*What is asked*
State how many of the lines below contain the word "flower", and give only that number.

*Extracted entries*
_ _ _ _ _ _ _

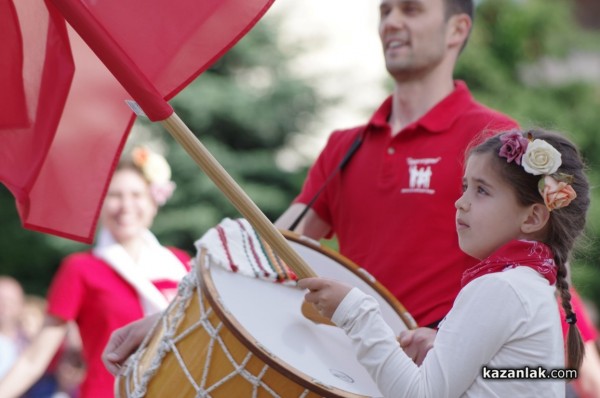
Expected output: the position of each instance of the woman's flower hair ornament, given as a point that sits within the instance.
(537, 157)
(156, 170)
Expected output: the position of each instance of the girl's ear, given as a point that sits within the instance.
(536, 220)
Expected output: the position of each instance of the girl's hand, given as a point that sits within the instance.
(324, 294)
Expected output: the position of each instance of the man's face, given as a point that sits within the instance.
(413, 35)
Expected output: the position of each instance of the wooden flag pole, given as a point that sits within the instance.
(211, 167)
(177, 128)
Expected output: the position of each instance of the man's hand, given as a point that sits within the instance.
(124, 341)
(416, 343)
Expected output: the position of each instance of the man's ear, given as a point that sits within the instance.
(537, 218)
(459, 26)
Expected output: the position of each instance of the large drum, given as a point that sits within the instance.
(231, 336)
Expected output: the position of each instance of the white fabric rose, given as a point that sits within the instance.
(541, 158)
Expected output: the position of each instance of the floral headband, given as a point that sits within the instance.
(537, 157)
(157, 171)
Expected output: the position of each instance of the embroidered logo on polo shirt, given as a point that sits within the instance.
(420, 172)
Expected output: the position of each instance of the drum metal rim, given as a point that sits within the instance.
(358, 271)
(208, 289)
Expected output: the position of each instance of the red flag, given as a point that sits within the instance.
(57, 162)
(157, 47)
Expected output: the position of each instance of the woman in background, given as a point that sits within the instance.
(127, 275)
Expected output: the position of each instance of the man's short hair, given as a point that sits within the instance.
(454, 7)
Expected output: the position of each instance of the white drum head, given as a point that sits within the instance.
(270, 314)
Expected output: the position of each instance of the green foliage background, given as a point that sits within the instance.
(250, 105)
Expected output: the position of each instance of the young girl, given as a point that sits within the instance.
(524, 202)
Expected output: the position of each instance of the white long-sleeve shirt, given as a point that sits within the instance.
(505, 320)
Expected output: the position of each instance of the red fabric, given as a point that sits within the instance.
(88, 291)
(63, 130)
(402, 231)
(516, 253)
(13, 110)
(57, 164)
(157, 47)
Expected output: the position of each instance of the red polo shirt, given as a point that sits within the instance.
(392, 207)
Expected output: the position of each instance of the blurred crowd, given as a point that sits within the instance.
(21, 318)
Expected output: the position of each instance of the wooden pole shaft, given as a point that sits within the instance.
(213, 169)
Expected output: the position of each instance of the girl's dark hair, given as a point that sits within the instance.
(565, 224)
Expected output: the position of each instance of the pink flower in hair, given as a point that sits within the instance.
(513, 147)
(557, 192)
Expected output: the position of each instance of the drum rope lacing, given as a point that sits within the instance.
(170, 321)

_ _ _ _ _ _ _

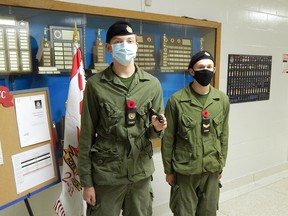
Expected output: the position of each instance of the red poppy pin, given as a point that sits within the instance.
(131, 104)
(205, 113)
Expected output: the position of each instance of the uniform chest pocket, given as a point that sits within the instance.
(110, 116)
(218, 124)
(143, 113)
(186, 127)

_ _ _ _ _ _ _

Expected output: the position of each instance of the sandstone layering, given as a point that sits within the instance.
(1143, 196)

_ _ _ _ _ _ _

*Result*
2